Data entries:
# # # #

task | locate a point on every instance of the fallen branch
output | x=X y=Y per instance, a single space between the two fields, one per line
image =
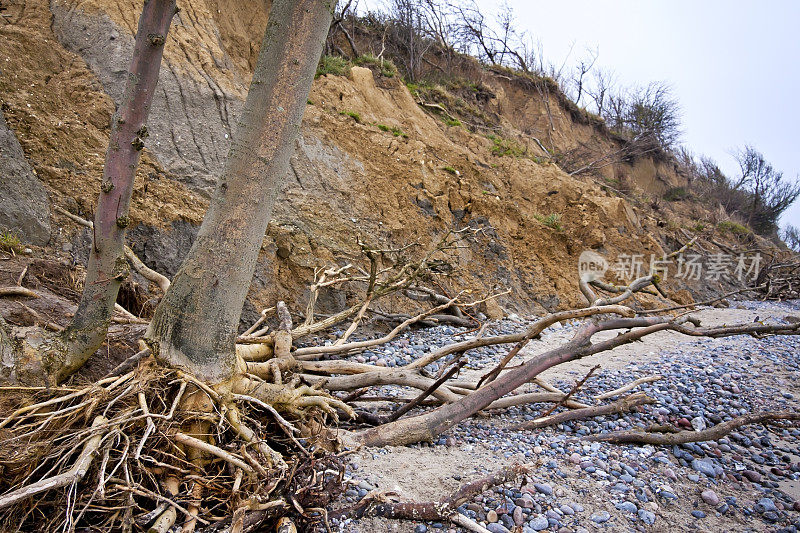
x=441 y=510
x=572 y=391
x=620 y=406
x=629 y=386
x=683 y=437
x=17 y=291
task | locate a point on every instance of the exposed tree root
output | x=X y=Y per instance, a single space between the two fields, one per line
x=162 y=452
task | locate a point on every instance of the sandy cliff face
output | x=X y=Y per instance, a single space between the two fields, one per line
x=63 y=65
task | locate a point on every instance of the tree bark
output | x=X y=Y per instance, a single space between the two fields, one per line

# # # #

§ **WORK INSTRUCTIONS**:
Scale the listing above by rewriting all of its lines, requests included, with each x and y point coordinate in the answers multiplied by 0.35 and rounded to a whole number, halves rounding up. Omit the pictures from your answer.

§ **SOLUTION**:
task | locate a point on every instance of the fallen branch
output | x=X y=Y per instance, a single space between the two fields, one per line
image =
x=154 y=179
x=200 y=137
x=217 y=142
x=220 y=135
x=239 y=153
x=6 y=102
task | locate a point on every instance of the exposed tree root
output | x=X y=Y per instance, a single space between the two fields, one per line
x=57 y=158
task | locate a point on every instance of the sandy cliff face
output | x=X y=Y per instance, a single space between the two fields, one per line
x=22 y=23
task | locate a point on every instance of the tree bark
output | x=X y=Y per instance, a single space between the two fields, one per line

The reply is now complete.